Aim of the exercise
Below are some records; return each one exactly as written.

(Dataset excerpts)
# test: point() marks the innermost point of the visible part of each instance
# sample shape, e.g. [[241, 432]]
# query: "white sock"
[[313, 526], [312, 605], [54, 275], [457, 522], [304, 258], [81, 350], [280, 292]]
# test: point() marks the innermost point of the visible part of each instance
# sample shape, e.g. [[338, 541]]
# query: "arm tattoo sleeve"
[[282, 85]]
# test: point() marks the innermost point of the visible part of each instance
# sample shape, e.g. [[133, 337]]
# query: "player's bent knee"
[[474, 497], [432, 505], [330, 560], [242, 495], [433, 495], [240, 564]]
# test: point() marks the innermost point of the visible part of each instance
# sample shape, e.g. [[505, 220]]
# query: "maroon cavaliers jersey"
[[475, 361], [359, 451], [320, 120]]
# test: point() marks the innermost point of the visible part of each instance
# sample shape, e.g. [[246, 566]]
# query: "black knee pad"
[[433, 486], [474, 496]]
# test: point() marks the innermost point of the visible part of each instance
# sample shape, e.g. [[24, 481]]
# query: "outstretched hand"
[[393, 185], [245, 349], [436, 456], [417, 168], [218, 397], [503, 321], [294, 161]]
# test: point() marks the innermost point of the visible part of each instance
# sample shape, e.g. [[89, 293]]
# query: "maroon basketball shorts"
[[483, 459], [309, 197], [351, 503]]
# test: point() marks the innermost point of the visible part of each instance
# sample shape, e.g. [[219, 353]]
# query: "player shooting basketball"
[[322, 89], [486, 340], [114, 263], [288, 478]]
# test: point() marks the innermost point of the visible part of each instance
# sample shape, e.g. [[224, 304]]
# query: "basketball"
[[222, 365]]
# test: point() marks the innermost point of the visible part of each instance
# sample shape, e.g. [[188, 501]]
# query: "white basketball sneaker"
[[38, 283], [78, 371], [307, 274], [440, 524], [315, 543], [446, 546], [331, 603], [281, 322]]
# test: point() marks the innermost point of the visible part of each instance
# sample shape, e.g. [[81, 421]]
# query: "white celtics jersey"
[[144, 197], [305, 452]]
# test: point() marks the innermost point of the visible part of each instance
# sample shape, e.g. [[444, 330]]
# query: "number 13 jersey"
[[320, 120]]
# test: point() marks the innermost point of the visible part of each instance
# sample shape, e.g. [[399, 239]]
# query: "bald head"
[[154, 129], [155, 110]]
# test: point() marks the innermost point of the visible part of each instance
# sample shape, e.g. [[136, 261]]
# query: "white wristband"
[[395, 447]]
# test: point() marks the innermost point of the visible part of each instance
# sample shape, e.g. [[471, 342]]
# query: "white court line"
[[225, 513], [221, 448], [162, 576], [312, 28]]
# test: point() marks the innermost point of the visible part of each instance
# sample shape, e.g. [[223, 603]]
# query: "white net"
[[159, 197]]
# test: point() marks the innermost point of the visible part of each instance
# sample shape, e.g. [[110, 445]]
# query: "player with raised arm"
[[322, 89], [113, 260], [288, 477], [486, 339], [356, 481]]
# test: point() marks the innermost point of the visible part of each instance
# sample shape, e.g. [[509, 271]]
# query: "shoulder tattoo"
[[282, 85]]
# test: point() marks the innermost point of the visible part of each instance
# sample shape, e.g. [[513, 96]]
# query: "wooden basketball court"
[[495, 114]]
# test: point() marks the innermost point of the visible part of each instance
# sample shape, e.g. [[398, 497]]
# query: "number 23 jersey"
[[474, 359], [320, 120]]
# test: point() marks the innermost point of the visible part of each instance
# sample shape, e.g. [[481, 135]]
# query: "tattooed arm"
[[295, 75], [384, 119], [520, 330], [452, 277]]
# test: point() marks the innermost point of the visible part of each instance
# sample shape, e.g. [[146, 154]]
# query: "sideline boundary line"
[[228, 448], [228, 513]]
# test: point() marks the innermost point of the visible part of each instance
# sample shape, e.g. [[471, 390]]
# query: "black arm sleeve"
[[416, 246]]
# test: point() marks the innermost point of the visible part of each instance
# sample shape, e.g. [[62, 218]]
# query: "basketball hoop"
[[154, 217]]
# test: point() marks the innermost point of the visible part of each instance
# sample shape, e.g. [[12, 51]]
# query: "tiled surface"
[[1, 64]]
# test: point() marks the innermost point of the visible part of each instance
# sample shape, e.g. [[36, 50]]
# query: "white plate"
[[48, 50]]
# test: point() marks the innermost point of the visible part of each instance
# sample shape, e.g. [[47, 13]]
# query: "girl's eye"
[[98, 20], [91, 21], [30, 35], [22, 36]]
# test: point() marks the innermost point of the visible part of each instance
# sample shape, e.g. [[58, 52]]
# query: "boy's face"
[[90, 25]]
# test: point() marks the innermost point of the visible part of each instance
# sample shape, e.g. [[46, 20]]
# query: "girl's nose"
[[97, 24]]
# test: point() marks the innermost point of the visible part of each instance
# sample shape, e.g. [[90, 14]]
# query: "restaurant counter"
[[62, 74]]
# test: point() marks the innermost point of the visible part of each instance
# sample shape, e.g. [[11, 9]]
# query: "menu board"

Task solution
# test: point() marks the innermost point of the visible part of each instance
# sample shape, e.g. [[241, 432]]
# query: "white sock"
[[313, 526], [312, 605], [54, 275], [457, 522], [304, 258], [81, 350], [280, 292]]
# test: point() marks the innermost point of the visible part of each instance
# sample shape, e.g. [[338, 541]]
# query: "arm tattoo sleeve"
[[282, 85]]
# test: point() marks the innermost point of the visible part of each instance
# sample shape, e.g. [[133, 337]]
# query: "player's bent knee"
[[474, 497], [432, 505], [330, 560], [242, 495], [433, 495], [240, 564]]
# test: point() marks the innermost point of the visible part of each instance
# sample shape, e.g. [[505, 220]]
# query: "maroon cavaliers jersey"
[[475, 361], [359, 451], [320, 120]]
# test: point() marks the innermost point of the visible part of each instance
# sample shape, e.g. [[246, 566]]
# query: "black knee pad"
[[433, 486], [474, 496]]
# test: point() marks the innermost point of the visible part of each instance
# sample shape, e.g. [[24, 481]]
# query: "outstretched hand"
[[393, 185], [245, 349], [436, 456], [417, 168], [218, 397], [503, 321], [294, 161]]
# test: point() marks the innermost point of the visible part of each instance
# sample shape, e.g. [[89, 293]]
# query: "maroon basketball shorts"
[[483, 459], [309, 197], [351, 503]]
# test: point() marks the innermost point of the visible part of each instance
# sample shape, e.g. [[219, 353]]
# query: "player shooting basketball"
[[322, 89], [486, 340], [114, 263], [288, 478]]
# test: point() marks the innermost point of the visible part of each instance
# sample shape, e.g. [[224, 304]]
# query: "basketball"
[[222, 365]]
# test: point() marks the innermost point of the visible part of each instance
# sample shape, e.g. [[188, 501]]
# query: "white basketball sneaker"
[[38, 283], [78, 371], [307, 274], [440, 524], [315, 543], [446, 546], [331, 603], [281, 322]]
# test: point() marks the innermost point of the visible part of each instance
# sample shape, e.g. [[81, 421]]
# query: "white celtics jersey"
[[144, 197], [305, 452]]
# test: point() marks the innermost point of the visible part of each instance
# sample shape, e.g. [[444, 330]]
# query: "number 13 jersey"
[[320, 120]]
# test: point() marks the innermost point of the visible part of each instance
# sample shape, e.g. [[399, 239]]
# query: "bald head"
[[154, 129], [155, 110]]
# test: point() marks the innermost point of the visible part of each instance
# sample shape, e.g. [[136, 261]]
# query: "white wristband"
[[395, 447]]
# test: point() marks the innermost point of the visible part of each instance
# sample shape, e.g. [[471, 342]]
# query: "white court line"
[[225, 513], [221, 448], [162, 576], [312, 28]]
# test: point() marks the innermost point of the visible part of each instance
# sample shape, e.g. [[223, 603]]
# query: "white net"
[[159, 197]]
# test: point() marks the innermost point of the visible part of each instance
# sample shape, e.g. [[110, 445]]
# query: "player with raised arm"
[[322, 89], [113, 260], [288, 477], [486, 339], [356, 481]]
# test: point() marks the innermost point of the visible part of each instance
# sample shape, e.g. [[509, 271]]
# query: "shoulder tattoo"
[[282, 85]]
# test: point() marks the innermost point of the visible part of each instance
# sample shape, e.g. [[513, 96]]
# query: "wooden basketball court"
[[495, 114]]
# test: point() marks the innermost point of the visible part of each instance
# sample shape, e.g. [[398, 497]]
# query: "number 23 jersey"
[[474, 359], [320, 120]]
# test: point() marks the innermost point of the visible part of each instance
# sample shape, e.g. [[481, 135]]
# query: "tattooed arm"
[[295, 75], [384, 119], [520, 330], [452, 277]]
# test: point() marks the innermost point of the visible part of each instance
# sample shape, e.g. [[146, 154]]
# query: "sideline boundary line"
[[228, 448], [228, 513]]
# test: point() marks the innermost point of the visible part of each instance
# sample shape, e.g. [[471, 390]]
# query: "black arm sleeve"
[[416, 246]]
# test: point() marks the innermost point of the visible part of each instance
# sample shape, e.g. [[62, 218]]
# query: "basketball hoop"
[[154, 217]]
# test: point() marks the innermost point of the visible part of each instance
# sample shape, e.g. [[12, 51]]
# query: "tiled surface"
[[1, 64]]
# test: point() marks the innermost point of the visible part of each instance
# sample shape, e.g. [[36, 50]]
# query: "white plate"
[[48, 50]]
# test: point() marks the innermost point of the visible part of each instance
# sample shape, e.g. [[47, 13]]
# query: "girl's eye"
[[98, 20], [91, 21], [30, 35], [22, 36]]
# test: point() marks the innermost point of the visible part of each instance
# sample shape, e.g. [[58, 52]]
# query: "boy's face"
[[90, 25]]
# test: point() marks the innermost point of the visible part of each instance
# sample shape, e.g. [[46, 20]]
# query: "girl's nose"
[[97, 24]]
# test: point() marks the innermost point of the visible part of each instance
# sample shape, e.g. [[90, 14]]
# query: "restaurant counter"
[[62, 74]]
# test: point() marks the innermost point of the visible part of each instance
# sample shape, e.g. [[11, 9]]
# query: "menu board"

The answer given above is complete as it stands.